**** Supplied entries ****

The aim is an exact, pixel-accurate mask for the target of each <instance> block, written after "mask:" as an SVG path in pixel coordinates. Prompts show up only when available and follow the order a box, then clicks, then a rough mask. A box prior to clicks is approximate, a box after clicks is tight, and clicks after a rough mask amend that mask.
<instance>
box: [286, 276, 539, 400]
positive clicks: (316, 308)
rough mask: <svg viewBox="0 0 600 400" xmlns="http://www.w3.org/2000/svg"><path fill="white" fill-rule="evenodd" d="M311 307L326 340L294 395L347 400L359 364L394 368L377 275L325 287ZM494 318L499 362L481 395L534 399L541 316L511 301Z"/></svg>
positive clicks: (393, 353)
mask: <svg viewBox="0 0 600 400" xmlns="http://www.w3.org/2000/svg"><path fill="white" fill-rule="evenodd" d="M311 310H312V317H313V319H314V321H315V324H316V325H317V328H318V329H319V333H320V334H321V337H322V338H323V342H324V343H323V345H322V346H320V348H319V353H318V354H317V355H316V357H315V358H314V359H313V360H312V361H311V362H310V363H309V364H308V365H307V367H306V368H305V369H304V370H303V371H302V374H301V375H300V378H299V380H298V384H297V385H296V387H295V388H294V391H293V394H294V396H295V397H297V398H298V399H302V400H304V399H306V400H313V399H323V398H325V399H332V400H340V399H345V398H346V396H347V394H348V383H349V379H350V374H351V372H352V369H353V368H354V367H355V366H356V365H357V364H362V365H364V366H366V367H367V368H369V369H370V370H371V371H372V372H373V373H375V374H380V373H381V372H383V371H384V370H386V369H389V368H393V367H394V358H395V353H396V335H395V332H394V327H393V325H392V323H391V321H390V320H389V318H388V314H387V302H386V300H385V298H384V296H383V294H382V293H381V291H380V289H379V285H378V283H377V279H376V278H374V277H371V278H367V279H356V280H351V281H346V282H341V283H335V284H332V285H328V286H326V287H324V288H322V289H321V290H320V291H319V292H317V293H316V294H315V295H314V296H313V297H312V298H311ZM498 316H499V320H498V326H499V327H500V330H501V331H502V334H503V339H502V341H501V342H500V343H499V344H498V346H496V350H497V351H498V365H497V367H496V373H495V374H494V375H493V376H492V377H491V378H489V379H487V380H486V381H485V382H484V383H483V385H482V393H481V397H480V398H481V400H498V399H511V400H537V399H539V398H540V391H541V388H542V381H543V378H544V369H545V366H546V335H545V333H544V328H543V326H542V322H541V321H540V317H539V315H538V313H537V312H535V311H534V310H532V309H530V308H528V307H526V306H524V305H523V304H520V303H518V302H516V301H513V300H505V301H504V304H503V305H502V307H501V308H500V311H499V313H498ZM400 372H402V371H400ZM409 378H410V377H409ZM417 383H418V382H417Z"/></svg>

****

| Problem description |
Wherever a line in the listing contains the word "instance", copy that line out.

| Task result |
The aim is an exact, pixel-accurate mask for the target of each <instance> block, written after "mask:" as an SVG path in pixel coordinates. Prompts show up only when available and follow the order a box, then clicks, then a rough mask. A box prior to clicks is approximate, a box after clicks is tight, and clicks after a rough mask amend that mask.
<instance>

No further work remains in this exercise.